Collected data
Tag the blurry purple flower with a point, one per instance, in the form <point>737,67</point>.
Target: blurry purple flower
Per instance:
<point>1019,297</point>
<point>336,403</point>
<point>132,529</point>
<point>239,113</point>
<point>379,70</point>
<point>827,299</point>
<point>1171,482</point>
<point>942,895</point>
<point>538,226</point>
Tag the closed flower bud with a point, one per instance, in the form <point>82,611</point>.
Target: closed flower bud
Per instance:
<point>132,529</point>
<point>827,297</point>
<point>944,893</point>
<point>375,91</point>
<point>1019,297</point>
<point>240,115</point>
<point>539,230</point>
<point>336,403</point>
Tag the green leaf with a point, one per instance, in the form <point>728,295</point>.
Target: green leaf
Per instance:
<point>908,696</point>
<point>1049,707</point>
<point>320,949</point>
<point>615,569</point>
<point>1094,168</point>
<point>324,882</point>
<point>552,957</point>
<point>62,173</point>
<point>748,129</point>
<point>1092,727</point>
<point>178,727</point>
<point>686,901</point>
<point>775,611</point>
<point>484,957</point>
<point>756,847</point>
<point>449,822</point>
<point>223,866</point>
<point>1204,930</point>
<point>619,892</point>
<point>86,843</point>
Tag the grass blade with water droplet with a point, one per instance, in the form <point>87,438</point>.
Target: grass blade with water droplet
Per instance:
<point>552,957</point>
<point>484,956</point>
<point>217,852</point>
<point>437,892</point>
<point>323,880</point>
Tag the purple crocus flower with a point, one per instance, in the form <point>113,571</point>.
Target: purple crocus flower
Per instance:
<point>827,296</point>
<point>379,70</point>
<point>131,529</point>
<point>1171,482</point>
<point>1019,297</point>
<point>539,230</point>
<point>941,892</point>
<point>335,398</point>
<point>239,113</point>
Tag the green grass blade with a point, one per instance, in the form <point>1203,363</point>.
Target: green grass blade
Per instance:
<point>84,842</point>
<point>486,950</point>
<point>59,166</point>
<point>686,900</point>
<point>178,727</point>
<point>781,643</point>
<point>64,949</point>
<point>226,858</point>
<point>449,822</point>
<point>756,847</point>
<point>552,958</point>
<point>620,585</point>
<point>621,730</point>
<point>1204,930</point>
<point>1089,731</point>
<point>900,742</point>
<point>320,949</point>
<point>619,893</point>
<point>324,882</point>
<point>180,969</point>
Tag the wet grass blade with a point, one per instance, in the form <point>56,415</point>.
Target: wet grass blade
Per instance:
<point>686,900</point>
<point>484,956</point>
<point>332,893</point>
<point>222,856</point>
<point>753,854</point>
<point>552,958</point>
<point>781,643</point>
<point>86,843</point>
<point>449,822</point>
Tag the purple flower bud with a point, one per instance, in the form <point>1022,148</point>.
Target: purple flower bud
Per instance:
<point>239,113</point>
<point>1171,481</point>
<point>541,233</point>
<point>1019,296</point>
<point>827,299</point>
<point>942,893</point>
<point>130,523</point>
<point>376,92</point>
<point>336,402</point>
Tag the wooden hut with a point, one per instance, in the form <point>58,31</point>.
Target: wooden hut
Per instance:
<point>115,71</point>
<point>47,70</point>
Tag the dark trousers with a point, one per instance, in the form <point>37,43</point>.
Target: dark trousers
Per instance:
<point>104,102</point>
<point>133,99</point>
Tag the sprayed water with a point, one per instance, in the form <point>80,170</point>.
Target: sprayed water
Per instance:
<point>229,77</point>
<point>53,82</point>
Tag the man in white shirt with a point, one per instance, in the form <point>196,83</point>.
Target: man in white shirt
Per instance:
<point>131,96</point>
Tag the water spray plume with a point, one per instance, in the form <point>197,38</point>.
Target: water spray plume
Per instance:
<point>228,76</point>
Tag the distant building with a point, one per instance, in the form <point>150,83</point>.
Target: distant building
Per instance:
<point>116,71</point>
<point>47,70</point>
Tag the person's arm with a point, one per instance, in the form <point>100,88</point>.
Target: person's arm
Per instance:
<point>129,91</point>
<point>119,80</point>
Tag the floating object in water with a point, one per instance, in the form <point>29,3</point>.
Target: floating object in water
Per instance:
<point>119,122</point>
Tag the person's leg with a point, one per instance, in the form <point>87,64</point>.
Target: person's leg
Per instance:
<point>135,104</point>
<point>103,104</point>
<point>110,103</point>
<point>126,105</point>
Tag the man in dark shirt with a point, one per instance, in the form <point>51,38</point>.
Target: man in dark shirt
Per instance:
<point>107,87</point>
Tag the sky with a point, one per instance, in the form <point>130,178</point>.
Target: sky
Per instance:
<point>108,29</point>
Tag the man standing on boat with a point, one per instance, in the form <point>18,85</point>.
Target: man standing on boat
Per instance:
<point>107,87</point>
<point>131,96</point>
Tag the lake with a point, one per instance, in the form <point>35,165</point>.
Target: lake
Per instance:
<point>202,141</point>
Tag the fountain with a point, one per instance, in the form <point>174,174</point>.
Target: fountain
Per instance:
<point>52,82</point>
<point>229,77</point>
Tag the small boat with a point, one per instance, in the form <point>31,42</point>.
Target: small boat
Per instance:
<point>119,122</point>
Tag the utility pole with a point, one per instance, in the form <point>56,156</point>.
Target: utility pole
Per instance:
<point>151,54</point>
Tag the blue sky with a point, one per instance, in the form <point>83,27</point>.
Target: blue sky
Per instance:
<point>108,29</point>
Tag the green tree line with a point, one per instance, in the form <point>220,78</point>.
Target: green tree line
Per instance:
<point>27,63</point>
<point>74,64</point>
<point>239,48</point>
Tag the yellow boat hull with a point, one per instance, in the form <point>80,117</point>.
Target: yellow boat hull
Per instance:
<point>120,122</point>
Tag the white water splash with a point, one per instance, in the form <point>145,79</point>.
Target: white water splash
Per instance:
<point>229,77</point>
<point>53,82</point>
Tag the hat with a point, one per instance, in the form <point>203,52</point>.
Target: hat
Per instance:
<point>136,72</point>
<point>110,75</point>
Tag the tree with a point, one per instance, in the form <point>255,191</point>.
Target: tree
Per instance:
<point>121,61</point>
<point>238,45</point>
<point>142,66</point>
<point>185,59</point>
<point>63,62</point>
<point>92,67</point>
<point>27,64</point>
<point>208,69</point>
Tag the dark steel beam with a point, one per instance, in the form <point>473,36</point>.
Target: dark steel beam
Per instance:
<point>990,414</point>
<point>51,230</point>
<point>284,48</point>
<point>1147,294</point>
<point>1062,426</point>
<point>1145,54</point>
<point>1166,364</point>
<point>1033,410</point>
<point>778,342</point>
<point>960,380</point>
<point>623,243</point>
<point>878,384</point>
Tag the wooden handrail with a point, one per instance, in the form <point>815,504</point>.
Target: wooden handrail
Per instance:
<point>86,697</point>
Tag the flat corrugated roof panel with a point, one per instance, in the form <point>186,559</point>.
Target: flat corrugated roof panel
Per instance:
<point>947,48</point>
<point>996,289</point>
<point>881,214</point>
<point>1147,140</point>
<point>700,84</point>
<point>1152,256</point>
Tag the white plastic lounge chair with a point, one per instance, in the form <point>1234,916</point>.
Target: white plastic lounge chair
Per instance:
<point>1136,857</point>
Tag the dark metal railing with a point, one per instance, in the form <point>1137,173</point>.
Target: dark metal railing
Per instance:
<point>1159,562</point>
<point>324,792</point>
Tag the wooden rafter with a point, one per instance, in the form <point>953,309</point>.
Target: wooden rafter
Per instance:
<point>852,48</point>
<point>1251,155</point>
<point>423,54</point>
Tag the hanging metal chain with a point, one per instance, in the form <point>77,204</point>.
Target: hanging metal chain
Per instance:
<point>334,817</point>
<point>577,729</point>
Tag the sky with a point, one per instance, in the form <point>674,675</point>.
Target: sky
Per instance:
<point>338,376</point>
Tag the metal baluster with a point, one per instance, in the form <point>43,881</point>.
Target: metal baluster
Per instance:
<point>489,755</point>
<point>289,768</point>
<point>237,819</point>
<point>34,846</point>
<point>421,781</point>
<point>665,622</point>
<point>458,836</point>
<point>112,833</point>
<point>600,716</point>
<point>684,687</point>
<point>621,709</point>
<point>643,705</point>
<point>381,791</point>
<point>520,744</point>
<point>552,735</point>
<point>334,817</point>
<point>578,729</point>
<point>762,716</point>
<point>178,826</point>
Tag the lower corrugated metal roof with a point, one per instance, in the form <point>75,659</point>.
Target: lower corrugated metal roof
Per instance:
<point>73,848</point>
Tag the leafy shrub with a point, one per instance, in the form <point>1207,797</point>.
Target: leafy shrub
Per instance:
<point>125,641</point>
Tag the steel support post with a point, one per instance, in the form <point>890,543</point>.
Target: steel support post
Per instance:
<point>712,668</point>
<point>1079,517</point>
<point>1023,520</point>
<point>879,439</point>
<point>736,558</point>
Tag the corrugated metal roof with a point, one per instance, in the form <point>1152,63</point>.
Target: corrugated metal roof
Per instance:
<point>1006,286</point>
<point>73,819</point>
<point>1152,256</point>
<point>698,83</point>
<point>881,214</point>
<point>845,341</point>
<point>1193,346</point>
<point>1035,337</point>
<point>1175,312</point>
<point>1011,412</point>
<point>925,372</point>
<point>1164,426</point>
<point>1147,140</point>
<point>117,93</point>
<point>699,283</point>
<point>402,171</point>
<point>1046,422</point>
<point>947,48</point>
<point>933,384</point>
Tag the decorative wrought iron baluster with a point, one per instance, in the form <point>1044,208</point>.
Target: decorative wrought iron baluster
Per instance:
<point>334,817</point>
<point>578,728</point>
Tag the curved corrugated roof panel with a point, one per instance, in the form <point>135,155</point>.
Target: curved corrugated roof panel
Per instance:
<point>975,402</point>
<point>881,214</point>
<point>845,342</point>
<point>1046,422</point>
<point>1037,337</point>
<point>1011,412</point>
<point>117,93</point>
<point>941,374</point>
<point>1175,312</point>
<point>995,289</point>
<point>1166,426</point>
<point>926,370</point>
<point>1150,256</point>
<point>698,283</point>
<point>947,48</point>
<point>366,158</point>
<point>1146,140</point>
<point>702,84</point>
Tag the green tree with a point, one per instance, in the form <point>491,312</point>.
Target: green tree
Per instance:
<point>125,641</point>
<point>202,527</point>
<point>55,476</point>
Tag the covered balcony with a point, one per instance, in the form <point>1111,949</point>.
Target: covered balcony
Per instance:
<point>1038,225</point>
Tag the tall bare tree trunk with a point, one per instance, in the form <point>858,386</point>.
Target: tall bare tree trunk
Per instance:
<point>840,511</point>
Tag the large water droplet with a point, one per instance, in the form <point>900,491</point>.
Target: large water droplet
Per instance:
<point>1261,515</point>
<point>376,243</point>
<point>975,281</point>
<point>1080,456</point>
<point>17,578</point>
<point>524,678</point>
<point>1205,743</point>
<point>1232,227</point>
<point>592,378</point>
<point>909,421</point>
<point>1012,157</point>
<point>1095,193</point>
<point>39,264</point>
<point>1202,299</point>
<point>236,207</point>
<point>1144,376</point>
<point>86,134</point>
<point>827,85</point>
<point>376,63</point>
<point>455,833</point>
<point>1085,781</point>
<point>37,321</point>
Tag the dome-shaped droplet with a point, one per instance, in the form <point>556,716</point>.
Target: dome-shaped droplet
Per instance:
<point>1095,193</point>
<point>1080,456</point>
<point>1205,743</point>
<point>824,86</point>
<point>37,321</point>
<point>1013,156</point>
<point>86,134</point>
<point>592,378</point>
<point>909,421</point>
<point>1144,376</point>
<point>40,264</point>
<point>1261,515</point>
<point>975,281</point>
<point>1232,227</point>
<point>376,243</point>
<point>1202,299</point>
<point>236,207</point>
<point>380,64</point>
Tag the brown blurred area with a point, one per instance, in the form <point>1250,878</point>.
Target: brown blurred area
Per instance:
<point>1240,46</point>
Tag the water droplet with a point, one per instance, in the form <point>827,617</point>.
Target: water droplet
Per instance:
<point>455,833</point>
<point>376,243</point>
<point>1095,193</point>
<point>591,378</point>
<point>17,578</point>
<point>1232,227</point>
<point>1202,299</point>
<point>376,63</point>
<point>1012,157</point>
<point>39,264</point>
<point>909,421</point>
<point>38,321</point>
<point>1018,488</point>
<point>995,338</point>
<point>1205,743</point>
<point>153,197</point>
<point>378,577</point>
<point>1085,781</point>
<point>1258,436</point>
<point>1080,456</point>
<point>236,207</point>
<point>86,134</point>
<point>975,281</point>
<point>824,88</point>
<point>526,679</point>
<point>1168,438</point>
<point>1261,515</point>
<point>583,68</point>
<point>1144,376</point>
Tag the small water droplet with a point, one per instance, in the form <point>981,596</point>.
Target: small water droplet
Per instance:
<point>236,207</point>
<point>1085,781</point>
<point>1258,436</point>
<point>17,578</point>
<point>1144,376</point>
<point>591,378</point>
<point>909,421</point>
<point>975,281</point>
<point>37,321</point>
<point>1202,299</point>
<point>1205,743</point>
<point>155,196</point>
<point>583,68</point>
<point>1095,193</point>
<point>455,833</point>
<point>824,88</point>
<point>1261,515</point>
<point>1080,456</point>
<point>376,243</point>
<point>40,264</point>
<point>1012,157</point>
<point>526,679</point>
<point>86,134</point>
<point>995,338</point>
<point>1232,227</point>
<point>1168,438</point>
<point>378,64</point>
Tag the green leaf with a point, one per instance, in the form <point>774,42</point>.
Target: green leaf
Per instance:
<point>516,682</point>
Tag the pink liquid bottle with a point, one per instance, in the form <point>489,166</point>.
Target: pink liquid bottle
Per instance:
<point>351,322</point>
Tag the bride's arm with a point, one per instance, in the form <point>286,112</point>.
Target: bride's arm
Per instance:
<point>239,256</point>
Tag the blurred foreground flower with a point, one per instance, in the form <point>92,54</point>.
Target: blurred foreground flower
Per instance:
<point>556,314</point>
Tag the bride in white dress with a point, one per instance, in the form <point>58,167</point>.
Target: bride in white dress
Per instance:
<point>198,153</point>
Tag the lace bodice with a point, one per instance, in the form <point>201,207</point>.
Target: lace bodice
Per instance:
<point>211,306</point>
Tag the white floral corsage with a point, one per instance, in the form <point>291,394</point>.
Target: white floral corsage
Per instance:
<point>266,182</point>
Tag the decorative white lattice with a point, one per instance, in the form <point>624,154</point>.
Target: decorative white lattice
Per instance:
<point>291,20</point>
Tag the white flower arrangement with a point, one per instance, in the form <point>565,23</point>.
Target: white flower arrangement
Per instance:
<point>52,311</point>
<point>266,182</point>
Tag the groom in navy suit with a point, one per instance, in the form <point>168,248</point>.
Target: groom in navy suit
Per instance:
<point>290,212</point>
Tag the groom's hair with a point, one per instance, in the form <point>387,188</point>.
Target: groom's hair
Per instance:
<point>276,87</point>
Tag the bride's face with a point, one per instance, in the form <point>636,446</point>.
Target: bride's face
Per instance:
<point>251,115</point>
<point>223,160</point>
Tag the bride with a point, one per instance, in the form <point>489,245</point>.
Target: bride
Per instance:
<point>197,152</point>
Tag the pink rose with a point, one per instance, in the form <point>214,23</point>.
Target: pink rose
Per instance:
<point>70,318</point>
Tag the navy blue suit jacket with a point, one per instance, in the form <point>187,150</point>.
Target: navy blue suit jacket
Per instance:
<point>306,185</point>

§ **Your instructions**:
Retype, exactly and only, the lines running from the one with "Tag the blurred" through the final line of the listing above.

§ **Output for this task**:
Tag the blurred foreground flower with a point, one per instance, in the form <point>92,54</point>.
Target: blurred foreground flower
Per instance:
<point>556,314</point>
Tag the bride in white dress with a point, one per instance, in the form <point>58,167</point>.
Target: bride in white dress
Per instance:
<point>198,153</point>
Tag the lace bodice with a point, one per instance, in the form <point>201,207</point>.
Target: lace bodice
Per instance:
<point>211,306</point>
Tag the white floral corsage with a point, one per instance, in the form <point>291,394</point>.
Target: white floral corsage
Per instance:
<point>266,182</point>
Tag the decorative white lattice with a point, one per instance, in the form <point>624,154</point>.
Target: decorative white lattice
Per instance:
<point>291,20</point>
Tag the white flower arrangement with a point, one per instance, in the form <point>565,23</point>.
Target: white flower arrangement
Per instance:
<point>52,311</point>
<point>266,182</point>
Tag the groom in navy suit with a point, one per instance, in the form <point>168,248</point>.
Target: groom in navy suit
Per instance:
<point>290,212</point>
Tag the groom's hair with a point, one per instance, in the form <point>387,188</point>.
Target: groom's hair
Per instance:
<point>276,87</point>
Tag the bride's face with a point, one per instance, in the form <point>636,446</point>.
Target: bride's face
Per instance:
<point>251,115</point>
<point>223,160</point>
Tag the bride with a point, one per instance, in the form <point>489,245</point>.
Target: bride
Per instance:
<point>197,152</point>
Tag the pink rose with a point, one per instance, in the form <point>214,23</point>.
Target: pink rose
Per instance:
<point>70,318</point>
Tag the navy blue suit jacket with a point, one per instance, in the form <point>187,150</point>.
Target: navy blue suit jacket
Per instance:
<point>306,185</point>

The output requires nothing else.